**What to produce**.
The records below must be written out exactly, with every picture left behind.

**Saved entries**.
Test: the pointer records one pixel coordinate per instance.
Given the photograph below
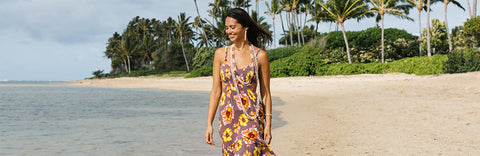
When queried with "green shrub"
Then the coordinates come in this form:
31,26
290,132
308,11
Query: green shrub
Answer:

**Solution below**.
Test: the pointer records one pixel coordinate per instance.
Given the photograph below
When queried with "green shrub"
Then the coordinates come in this form:
31,26
290,132
308,11
Query: green shrub
Answer:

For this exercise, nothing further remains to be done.